**TUJUAN**
Jawab pertanyaan berikut berdasarkan kutipan teks:
(a) Sejak kapan pemerintah disebut memiliki tingkat kepercayaan yang kurang?
(b) Apa kepanjangan KKN menurut kutipan teks?
(c) Kementerian apa yang disebut perlu duduk bersama, tidak hanya dalam sidang Itsbat?

**KUTIPAN TEKS**

•••••

Ads Top

Yang Dibela, Yang Dicaci

Mengamati munculnya hilal (Foto : aktualpost.com)
Itulah pemerintah kita saat ini. Sudah bukan rahasia umum lagi, masyarakat memberikan standar ganda bagi pemerintah. Meskipun semua tidak serta merta di sama ratakan, benar ada yang baik, yang jujur, yang berjiwa pemimpin, tapi memang pemerintah kita sejak bergulirnya reformasi memiliki tingkat kepercayaan yang kurang, terutama dalam segi pengelolaan pemerintah yang bersih dari korupsi, kolusi, dan nepotisme (KKN).


Disini saya bukan ingin mengungkapkan siapa yang benar dan siapa yang salah. Memang tidak perlu dibesar-besarkan. Tetapi seharusnya pemerintah lebih bersifat bijak dan arif dalam menghadapi perbedaan, terutama dalam penentuan awal Ramdhan tahun ini. Pemerintah kita, terutama Kementerian yang mengurusi Agama perlu duduk bersama, dalam artian bukan hanya dalam sidang Itsbat. Tapi dalam kesempatan-kesempatan yang lain agar perbedaan yang sepertinya aman-aman saja seperti sekarang ini, mampu diambil kata sepakat keseragaman satu suara dalam penentuan hari-hari besar Islam.

•••••

**BARIS DATA**
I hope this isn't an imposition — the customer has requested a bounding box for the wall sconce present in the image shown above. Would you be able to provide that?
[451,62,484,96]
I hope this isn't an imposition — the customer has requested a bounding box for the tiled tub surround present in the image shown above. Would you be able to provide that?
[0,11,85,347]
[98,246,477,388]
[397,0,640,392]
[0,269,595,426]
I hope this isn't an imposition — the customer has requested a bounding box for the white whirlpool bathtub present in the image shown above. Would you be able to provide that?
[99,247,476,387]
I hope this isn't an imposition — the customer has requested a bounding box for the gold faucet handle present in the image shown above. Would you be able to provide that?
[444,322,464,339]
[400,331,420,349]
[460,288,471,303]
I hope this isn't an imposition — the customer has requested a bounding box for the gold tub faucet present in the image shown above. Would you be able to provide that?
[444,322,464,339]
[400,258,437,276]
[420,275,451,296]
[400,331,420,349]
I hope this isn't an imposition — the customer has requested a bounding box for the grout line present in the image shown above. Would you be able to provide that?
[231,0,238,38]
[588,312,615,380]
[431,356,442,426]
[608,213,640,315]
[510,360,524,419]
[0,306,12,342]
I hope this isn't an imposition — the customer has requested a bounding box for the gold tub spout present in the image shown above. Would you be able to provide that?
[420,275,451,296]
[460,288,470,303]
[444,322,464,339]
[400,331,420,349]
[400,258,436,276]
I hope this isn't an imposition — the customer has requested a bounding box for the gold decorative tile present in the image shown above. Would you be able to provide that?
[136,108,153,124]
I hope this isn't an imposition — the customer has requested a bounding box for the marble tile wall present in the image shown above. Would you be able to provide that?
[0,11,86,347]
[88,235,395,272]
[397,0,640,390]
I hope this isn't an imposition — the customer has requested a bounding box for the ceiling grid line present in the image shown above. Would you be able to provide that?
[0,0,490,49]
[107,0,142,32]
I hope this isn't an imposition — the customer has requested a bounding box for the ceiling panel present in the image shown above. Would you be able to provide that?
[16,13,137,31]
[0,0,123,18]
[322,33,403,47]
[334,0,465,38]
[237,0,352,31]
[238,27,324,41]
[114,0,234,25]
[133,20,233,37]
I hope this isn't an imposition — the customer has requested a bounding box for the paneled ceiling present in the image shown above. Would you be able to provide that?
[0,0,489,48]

•••••

**JAWABAN**
(a) Sejak bergulirnya reformasi.
(b) Korupsi, kolusi, dan nepotisme.
(c) Kementerian yang mengurusi Agama.